## OBJECTIVE
Repeat each of the items below word for word, but leave the pictures out.

## DATASET RECORDS
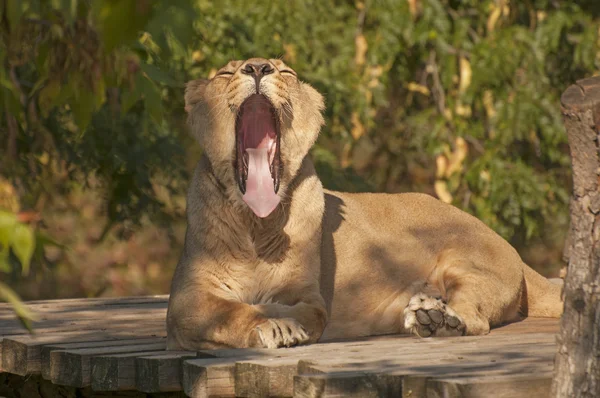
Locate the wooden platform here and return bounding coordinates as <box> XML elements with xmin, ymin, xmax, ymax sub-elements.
<box><xmin>0</xmin><ymin>296</ymin><xmax>558</xmax><ymax>398</ymax></box>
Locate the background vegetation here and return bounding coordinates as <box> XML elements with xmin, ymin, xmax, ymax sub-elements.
<box><xmin>0</xmin><ymin>0</ymin><xmax>600</xmax><ymax>308</ymax></box>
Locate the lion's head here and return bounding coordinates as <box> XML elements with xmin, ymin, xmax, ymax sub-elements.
<box><xmin>185</xmin><ymin>58</ymin><xmax>324</xmax><ymax>217</ymax></box>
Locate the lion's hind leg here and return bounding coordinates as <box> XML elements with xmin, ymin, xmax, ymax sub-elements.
<box><xmin>404</xmin><ymin>253</ymin><xmax>523</xmax><ymax>337</ymax></box>
<box><xmin>404</xmin><ymin>293</ymin><xmax>465</xmax><ymax>337</ymax></box>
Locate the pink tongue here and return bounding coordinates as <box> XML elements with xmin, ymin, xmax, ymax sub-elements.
<box><xmin>242</xmin><ymin>148</ymin><xmax>280</xmax><ymax>218</ymax></box>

## SOLUTION TO THE EXERCISE
Locate the wooden platform here and return bounding coordinates as <box> XML elements with xmin, ymin, xmax, ymax sub-elements.
<box><xmin>0</xmin><ymin>296</ymin><xmax>558</xmax><ymax>398</ymax></box>
Locate the background vegetation here and return bounding coordinates as <box> XML elements with xmin, ymin, xmax, ymax sub-elements.
<box><xmin>0</xmin><ymin>0</ymin><xmax>600</xmax><ymax>308</ymax></box>
Locate the lion's head here and return bounding coordinates as <box> XML elements with xmin, ymin, xmax, ymax sub-elements.
<box><xmin>185</xmin><ymin>58</ymin><xmax>324</xmax><ymax>217</ymax></box>
Locate the lion's hind leg here and return bounding coordinates as <box> XML elements with xmin, ymin, xmax, ymax sub-elements.
<box><xmin>404</xmin><ymin>253</ymin><xmax>523</xmax><ymax>337</ymax></box>
<box><xmin>404</xmin><ymin>293</ymin><xmax>465</xmax><ymax>337</ymax></box>
Locate the pink tongue here and return bounding coordinates as <box> XML elements with xmin, ymin, xmax, ymax sub-elements.
<box><xmin>242</xmin><ymin>148</ymin><xmax>280</xmax><ymax>218</ymax></box>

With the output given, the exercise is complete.